RECORDS FOR THIS EXERCISE below:
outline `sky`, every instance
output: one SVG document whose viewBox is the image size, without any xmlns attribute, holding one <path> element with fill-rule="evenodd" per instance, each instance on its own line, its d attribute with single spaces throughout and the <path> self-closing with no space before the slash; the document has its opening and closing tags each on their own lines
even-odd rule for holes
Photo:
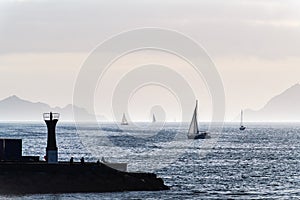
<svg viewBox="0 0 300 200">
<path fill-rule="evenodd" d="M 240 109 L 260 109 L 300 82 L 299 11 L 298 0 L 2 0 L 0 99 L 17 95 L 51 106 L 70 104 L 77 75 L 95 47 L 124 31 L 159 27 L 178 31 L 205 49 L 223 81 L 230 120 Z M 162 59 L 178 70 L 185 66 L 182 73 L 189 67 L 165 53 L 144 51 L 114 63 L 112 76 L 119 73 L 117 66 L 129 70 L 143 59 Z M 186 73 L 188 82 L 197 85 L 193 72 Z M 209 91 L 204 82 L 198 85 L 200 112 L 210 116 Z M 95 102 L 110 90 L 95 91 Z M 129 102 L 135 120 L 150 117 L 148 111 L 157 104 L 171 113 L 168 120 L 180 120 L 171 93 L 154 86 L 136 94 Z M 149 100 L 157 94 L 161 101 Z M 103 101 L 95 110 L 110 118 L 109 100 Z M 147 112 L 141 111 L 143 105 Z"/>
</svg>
End of RECORDS FOR THIS EXERCISE.
Print the full listing above again with exact wording and no images.

RESPONSE AREA:
outline `sky`, every instance
output: one SVG document whose viewBox is the image size, without any xmlns attribute, holding one <path> element with fill-rule="evenodd" per instance, each instance on its own line, its d attribute with single spaces throughout and the <path> self-closing with no space before the slash; the document has its opening and closing tags each on their own lines
even-odd rule for holes
Photo:
<svg viewBox="0 0 300 200">
<path fill-rule="evenodd" d="M 240 109 L 260 109 L 300 82 L 299 11 L 298 0 L 2 0 L 0 99 L 17 95 L 51 106 L 70 104 L 77 75 L 95 47 L 124 31 L 159 27 L 178 31 L 205 49 L 223 81 L 230 120 Z M 162 59 L 178 70 L 185 66 L 182 73 L 189 67 L 165 53 L 144 51 L 114 63 L 112 76 L 119 73 L 117 66 L 129 70 L 143 59 Z M 186 73 L 188 82 L 197 85 L 193 72 Z M 209 91 L 204 82 L 198 85 L 200 112 L 210 116 Z M 95 102 L 110 90 L 95 91 Z M 129 102 L 135 120 L 150 117 L 148 111 L 157 104 L 171 113 L 168 120 L 180 120 L 171 93 L 154 86 L 136 94 Z M 149 100 L 157 94 L 161 101 Z M 103 101 L 95 110 L 110 118 L 109 100 Z M 147 112 L 141 111 L 143 105 Z"/>
</svg>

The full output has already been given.